→ Problem details
Which lines of the records contain the word "middle"? Show each of them.
[[ Records for this task open ]]
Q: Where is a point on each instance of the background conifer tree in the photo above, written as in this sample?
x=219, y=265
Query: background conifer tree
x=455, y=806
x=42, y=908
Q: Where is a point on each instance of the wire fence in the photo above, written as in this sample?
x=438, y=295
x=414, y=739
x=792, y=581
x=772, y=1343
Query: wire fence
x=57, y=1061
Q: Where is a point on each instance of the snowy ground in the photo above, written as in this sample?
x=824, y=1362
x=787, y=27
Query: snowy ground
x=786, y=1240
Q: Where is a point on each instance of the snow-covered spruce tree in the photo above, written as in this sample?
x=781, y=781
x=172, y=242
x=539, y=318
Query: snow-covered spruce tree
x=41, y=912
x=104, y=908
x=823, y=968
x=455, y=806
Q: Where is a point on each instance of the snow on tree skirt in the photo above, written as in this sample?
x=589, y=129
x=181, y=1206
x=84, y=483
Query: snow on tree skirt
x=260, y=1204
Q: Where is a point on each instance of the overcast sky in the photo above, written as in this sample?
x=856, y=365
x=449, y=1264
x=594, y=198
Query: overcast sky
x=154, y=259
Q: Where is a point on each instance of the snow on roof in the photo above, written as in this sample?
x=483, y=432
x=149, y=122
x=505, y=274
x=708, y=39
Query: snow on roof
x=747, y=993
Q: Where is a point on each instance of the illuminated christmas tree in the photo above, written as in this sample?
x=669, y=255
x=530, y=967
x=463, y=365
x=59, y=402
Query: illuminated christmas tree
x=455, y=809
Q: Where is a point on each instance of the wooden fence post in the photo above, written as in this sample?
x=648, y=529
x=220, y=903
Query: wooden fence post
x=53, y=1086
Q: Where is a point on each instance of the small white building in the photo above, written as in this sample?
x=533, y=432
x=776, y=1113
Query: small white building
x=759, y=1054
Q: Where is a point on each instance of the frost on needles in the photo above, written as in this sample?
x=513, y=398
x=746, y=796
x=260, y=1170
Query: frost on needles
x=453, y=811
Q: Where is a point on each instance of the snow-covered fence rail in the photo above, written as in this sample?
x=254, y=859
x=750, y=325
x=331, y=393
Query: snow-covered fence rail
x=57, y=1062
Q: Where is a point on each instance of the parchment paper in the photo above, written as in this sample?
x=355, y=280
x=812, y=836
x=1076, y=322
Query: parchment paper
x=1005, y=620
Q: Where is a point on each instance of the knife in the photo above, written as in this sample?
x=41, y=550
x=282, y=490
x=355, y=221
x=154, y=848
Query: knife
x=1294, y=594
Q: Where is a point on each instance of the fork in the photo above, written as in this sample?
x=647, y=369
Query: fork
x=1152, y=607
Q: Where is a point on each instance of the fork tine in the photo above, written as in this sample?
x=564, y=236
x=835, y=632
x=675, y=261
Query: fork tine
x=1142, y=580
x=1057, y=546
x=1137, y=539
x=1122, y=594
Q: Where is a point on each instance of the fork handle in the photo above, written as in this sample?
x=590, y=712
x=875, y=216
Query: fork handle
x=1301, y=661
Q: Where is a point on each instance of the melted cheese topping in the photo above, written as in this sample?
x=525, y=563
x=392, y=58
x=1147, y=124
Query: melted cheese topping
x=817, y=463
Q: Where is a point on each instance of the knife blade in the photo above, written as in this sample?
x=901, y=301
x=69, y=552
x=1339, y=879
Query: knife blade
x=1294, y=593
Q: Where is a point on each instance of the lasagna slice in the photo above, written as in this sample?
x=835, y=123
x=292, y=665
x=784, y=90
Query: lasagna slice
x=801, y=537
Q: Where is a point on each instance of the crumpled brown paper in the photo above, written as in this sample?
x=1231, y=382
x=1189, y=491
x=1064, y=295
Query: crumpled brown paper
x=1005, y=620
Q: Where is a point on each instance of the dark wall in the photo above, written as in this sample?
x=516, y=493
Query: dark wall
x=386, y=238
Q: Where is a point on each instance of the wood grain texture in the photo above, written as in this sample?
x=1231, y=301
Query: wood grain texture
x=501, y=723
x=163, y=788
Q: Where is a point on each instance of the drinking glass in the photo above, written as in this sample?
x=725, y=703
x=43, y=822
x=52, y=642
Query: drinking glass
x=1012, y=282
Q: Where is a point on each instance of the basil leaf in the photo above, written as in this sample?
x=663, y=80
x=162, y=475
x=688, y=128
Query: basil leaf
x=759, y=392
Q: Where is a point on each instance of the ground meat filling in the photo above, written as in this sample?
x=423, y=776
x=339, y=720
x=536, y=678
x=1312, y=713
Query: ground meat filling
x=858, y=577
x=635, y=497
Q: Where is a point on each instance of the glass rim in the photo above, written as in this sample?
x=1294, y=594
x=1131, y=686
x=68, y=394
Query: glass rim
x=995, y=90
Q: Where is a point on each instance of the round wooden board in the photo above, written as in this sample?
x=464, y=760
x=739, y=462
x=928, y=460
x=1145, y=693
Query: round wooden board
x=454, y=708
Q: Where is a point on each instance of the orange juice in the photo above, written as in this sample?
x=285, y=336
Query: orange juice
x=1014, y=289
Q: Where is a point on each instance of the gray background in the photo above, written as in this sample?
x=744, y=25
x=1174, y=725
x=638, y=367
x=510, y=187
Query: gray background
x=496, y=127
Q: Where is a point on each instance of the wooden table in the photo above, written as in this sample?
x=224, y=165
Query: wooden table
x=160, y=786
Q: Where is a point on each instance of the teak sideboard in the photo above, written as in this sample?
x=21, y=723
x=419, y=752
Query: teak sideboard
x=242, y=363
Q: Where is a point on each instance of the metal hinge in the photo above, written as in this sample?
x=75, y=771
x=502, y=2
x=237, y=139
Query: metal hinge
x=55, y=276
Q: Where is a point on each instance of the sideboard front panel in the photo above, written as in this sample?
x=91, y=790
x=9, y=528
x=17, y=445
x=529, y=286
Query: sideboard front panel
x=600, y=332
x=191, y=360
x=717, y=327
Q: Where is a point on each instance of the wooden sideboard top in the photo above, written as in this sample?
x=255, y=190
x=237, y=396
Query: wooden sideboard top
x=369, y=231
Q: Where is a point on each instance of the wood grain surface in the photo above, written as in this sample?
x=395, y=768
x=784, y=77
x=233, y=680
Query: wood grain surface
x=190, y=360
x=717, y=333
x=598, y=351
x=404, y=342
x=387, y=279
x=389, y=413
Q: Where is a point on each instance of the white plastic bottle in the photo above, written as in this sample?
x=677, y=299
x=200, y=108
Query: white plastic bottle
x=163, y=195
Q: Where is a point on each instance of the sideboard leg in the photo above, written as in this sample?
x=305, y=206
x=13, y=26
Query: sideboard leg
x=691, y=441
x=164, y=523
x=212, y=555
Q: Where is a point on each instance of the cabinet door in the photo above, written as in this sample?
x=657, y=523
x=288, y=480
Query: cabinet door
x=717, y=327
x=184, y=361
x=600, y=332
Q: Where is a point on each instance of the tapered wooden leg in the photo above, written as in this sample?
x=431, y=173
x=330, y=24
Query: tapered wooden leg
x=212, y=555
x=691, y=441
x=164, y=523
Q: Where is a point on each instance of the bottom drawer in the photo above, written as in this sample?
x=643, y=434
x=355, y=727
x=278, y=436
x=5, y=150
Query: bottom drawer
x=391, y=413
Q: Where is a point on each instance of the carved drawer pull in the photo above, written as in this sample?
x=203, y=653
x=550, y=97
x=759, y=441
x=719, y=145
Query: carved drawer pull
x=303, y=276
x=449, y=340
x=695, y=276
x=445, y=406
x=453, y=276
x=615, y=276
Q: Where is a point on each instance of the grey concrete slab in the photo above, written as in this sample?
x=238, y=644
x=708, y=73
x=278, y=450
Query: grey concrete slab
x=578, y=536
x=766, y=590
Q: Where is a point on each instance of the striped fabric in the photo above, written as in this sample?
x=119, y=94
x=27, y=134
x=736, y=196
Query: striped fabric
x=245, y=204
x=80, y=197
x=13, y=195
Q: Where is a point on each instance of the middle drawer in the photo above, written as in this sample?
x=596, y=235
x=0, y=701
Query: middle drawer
[[ Records for this task closed ]]
→ Response below
Q: Where is a point on each instance of the middle drawer in the photo above, written as in this sample?
Query: middle drawer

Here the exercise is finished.